▶ **WORKING DATA**
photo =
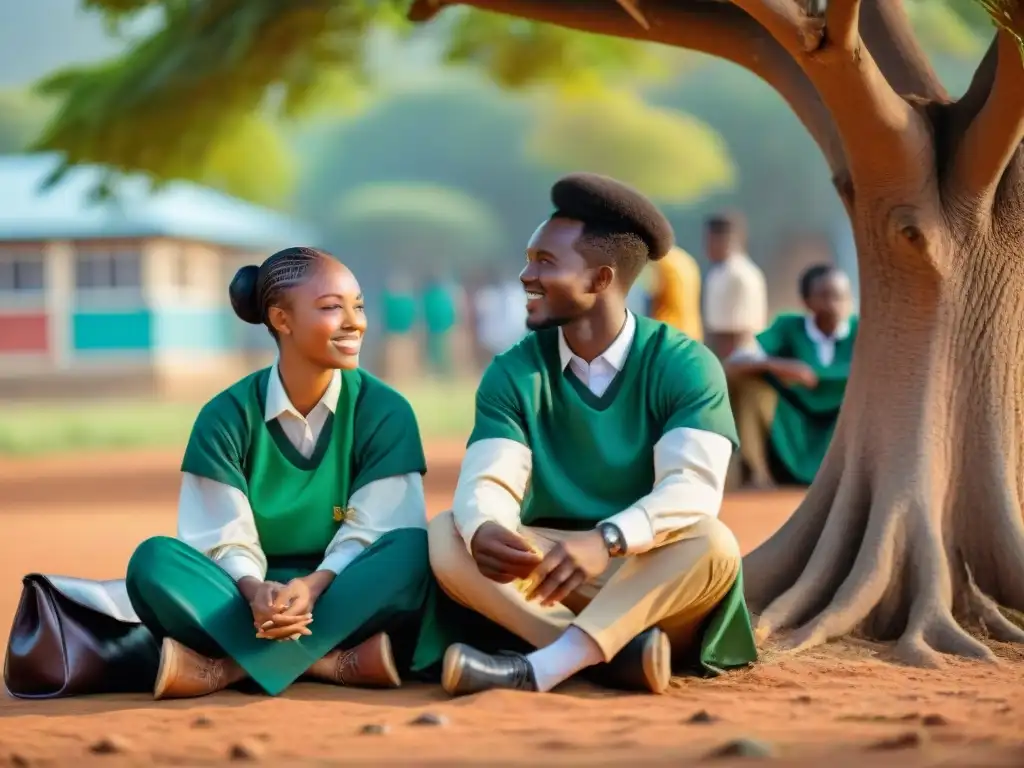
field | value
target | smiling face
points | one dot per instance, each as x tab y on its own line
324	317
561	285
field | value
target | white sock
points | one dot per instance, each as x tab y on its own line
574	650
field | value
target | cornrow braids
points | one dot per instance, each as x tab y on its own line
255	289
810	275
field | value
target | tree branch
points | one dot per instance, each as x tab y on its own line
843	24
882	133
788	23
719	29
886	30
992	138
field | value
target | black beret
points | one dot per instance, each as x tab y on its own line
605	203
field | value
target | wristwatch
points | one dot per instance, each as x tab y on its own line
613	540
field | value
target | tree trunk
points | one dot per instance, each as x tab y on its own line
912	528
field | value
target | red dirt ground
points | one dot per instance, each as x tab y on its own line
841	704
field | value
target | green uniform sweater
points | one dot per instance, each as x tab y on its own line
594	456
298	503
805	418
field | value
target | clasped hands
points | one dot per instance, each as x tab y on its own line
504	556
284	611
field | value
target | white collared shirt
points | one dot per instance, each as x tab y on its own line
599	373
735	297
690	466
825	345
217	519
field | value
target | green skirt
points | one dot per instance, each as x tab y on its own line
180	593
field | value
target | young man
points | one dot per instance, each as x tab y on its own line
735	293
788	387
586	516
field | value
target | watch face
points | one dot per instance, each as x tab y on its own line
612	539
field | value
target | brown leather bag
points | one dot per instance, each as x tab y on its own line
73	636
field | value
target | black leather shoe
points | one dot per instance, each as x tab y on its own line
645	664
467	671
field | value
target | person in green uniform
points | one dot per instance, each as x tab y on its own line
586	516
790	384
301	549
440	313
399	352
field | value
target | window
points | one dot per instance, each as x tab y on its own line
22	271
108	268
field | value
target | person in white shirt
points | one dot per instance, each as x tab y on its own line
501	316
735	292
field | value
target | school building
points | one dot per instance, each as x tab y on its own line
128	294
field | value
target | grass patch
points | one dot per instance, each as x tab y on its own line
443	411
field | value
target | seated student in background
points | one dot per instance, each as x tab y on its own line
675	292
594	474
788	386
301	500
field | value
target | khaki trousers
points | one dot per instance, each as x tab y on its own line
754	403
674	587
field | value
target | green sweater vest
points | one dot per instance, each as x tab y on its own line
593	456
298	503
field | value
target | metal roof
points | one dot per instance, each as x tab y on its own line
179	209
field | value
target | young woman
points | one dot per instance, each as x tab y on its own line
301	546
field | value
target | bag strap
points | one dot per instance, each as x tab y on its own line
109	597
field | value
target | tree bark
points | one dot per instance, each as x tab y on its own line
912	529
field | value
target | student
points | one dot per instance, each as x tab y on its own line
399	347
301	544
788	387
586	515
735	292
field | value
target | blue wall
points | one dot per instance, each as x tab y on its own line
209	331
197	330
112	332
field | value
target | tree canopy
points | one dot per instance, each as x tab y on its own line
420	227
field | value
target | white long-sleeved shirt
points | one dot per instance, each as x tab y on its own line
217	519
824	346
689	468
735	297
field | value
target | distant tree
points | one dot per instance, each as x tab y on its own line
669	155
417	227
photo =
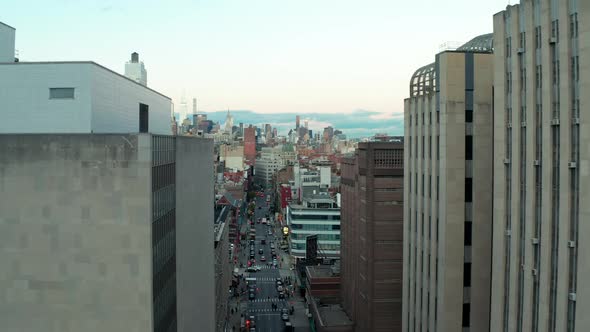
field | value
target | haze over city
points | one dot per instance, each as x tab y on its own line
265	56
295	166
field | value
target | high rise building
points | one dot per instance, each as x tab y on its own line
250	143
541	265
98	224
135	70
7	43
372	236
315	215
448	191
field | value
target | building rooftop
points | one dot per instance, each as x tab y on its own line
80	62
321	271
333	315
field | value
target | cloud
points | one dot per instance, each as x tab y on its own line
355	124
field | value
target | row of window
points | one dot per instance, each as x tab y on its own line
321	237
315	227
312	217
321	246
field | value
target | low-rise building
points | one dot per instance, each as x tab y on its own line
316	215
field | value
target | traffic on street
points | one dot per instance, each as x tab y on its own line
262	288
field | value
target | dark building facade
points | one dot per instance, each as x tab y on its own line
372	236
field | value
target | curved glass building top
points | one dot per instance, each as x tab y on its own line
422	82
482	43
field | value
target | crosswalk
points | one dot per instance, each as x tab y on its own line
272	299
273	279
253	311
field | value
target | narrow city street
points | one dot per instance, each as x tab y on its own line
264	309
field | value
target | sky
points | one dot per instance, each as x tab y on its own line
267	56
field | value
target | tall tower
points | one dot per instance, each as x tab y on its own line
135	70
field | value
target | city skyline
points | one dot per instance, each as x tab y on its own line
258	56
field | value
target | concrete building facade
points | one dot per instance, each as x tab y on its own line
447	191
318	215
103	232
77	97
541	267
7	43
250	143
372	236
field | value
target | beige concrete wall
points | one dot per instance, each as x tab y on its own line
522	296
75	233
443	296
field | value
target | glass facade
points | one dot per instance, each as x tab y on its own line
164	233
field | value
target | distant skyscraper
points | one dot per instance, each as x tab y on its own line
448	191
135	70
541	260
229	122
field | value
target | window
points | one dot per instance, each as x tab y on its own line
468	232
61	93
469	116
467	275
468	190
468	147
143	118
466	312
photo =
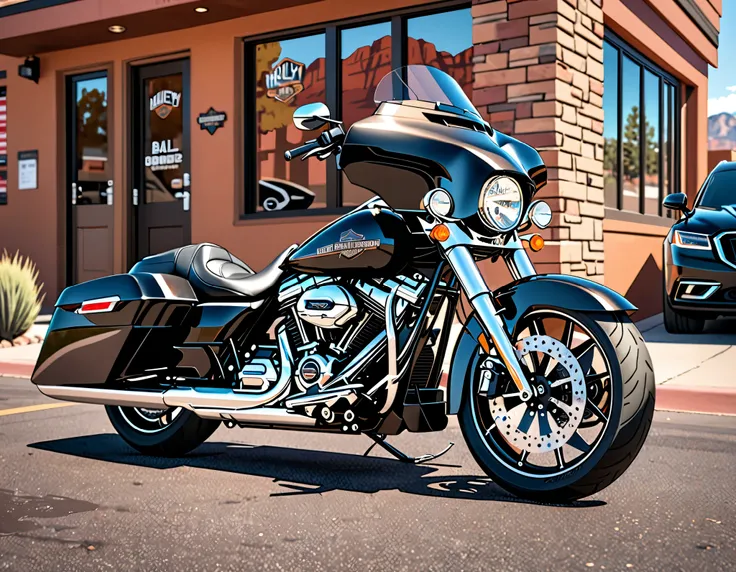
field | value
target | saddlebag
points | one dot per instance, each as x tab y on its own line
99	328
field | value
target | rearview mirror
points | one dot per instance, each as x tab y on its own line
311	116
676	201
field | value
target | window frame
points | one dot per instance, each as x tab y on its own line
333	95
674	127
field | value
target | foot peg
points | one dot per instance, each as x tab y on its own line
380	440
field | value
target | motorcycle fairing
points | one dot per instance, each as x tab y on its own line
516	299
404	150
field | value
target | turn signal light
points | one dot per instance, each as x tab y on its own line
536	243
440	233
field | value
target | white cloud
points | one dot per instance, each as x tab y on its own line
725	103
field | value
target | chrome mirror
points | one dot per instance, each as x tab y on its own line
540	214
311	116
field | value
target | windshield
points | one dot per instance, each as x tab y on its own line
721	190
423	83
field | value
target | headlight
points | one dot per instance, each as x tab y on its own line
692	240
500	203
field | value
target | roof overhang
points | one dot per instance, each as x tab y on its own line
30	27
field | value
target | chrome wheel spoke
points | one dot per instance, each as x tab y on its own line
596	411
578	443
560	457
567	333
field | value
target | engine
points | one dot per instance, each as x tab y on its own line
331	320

▶ **WHAT TO WORK ON**
If a record holds a picture, drop the picture and return the rest of it exactly.

▶ **YOUR RESPONSE**
photo =
field | value
target | smiling face
points | one dot per instance, each as x tab y on its own line
324	317
561	285
field | value
target | white sock
points | one dot per instance, each as x tab y on its own line
574	650
field | value
target | cornrow braids
points | one dot per instance, each as x tab y on its own line
255	289
810	275
field | value
target | tree branch
points | one dot per instance, each as x tab y on its own line
843	24
882	133
788	23
719	29
886	30
992	138
field | value
target | black beret
points | one dot per instance, each as x tab y on its own line
605	203
field | value
target | wristwatch
points | one dot per instance, each as x tab y on its own line
613	540
field | value
target | tree trunk
points | one dot per instance, each as x tab y on its own line
912	528
field | value
target | red dirt ground
points | one dot per instance, each as x tab y on its own line
841	704
field | value
target | green uniform sweater
points | one dot per instance, each as x tab y on its own line
594	456
298	503
805	418
field | value
target | clasped hands
points | one dot per instance, each as x tab y on its own line
504	556
284	611
field | value
target | white collared shirt
points | one dot per instance, each as x tab y on its own line
599	373
735	297
690	466
825	345
217	519
field | value
target | green skirt
points | one dot per instance, each as x tab y on its own line
180	593
field | value
target | young man
points | one dot per instance, each as x tab y on its own line
735	293
788	387
586	516
field | value
target | watch face
points | one dot per instance, each as x tab y on its own line
612	539
field | value
target | brown leather bag
points | one dot per instance, each as x tab y on its own line
73	636
field | value
target | black leather shoe
points | one dot per instance, each as x tab y on its own line
645	664
467	671
field | value
target | person in green uniform
points | one dot per instance, each as x tab y on its own line
586	516
790	384
301	549
440	313
399	352
field | value
target | window
points | one dot per instance, each as x tab y on its own line
22	271
108	268
field | value
target | person in white shirt
points | one dot per instance, each as x tab y on its own line
501	316
735	292
field | value
target | school building
points | one dot per instance, each as x tab y on its own line
128	294
field | value
target | grass patch
points | one dot per instance, each as x tab y on its own line
443	411
field | value
target | seated student in background
points | one dot per instance, each as x tab y on its own line
675	292
594	474
788	386
301	500
field | value
target | khaki trousers
points | one dot per instance, each as x tab y on its own line
754	403
674	587
field | value
target | green sweater vest
points | one dot per instance, each as x tab y on its own line
593	456
298	503
field | value
target | metal roof
points | one dot per instance, each as x tab y on its own line
179	209
field | value
target | young woman
points | one dot per instance, each as x tab y on its own line
301	546
field | value
target | bag strap
points | one dot per instance, each as x tab y on its own line
109	597
field | value
target | tree bark
points | one dot per instance, each as x tab y on its own line
912	529
field | value
target | student
points | one dot per instance, each as x tab y on its own line
399	347
301	544
788	387
586	515
735	292
field | value
target | blue wall
points | one dot per instance, each as x tab y on its own line
209	331
197	330
112	332
field | value
target | tree canopy
points | one dot per instance, each as x tab y on its own line
420	227
field | value
target | white long-sleeved shirt
points | one dot per instance, each as x tab y on its own line
217	519
824	346
689	468
735	297
field | value
target | distant tree
points | one dot per instance, each as x tab y on its own line
669	155
417	227
photo =
field | value
target | haze over city
points | one dot per instance, each as x tab y on its own line
265	56
295	166
field | value
target | high rise building
points | one dot per instance, each as x tab y on its own line
250	143
541	265
98	224
135	70
7	43
372	236
315	215
448	191
field | value
target | building rooftop
points | one dot per instance, each as x tab y on its own line
80	62
321	271
333	315
field | value
target | cloud
points | one dot per instance, each as x tab y on its own line
355	124
field | value
target | row of window
points | one dot per instance, each as x tab y on its own line
321	237
315	227
312	217
321	246
field | value
target | low-rise building
points | one dot per instance, each as x tab y on its own line
316	215
field | value
target | traffic on street
points | one dot per instance, each as x tab y on its own line
262	288
field | value
target | dark building facade
points | one dot per instance, each as x tab y on its own line
372	236
field | value
target | curved glass building top
points | one dot per instance, each as x tab y on its own line
422	82
482	43
field | value
target | crosswalk
points | one dot per instance, each as x tab y on its own line
272	299
273	279
253	311
field | value
target | narrow city street
points | one dot per instance, each as x tab y on its own line
264	309
field | value
target | sky
points | one dot per instance, each as x tab y on its own line
267	56
field | value
target | tall tower
points | one dot per instance, each as x tab y on its own line
135	70
field | value
target | city skyline
points | one dot per instance, each as x tab y on its own line
258	56
field | value
target | concrete building facade
points | one dot per instance, each as x tab y on its own line
447	191
318	215
103	232
77	97
541	267
7	43
250	143
372	236
field | value
target | beige concrete wall
points | one dot per instance, each as x tab y on its own line
522	296
75	233
443	296
field | value
target | glass facade
points | one dot per instance, each as x tab y on its own line
164	233
field | value
target | distant skyscraper
points | one dot per instance, each as x tab y on its own line
448	191
135	70
541	260
229	122
field | value
target | window
points | one dot per instance, each as x tab y on its own line
468	232
61	93
469	116
467	275
468	190
468	147
143	118
466	312
photo =
field | value
target | saddlebag
points | one dot per instance, each as x tab y on its own line
99	328
field | value
target | rearview mirror
points | one dot per instance, each as x tab y on its own line
311	116
676	201
field | value
target | window frame
points | one dot per instance, each as x tab y on its own line
333	95
674	127
field | value
target | foot peg
points | one dot per instance, each as x tab y on its own line
380	440
field | value
target | motorcycle fairing
points | one dot per instance, each as x tab y on its own line
516	299
404	150
field | value
target | turn signal light
points | one dot per instance, each as x tab y on its own line
536	243
440	233
field | value
target | white cloud
points | one dot per instance, each as x tab y on its own line
725	103
field | value
target | chrome mirror
points | one dot per instance, each as x tab y on its own line
540	214
311	116
field | value
target | windshield
points | one dot per instance, each as x tab y on its own line
721	190
423	83
field | value
target | headlight
points | one dot per instance, each as x tab y on its own line
692	240
500	203
field | value
target | roof overhang
points | one dot per instance, each as x tab y on its own line
30	27
field | value
target | chrome wheel spoke
points | one dot per instance, each as x tab y on its own line
596	411
578	443
560	457
567	333
field | value
target | engine
points | one dot per instance, each as x tab y on its own line
331	320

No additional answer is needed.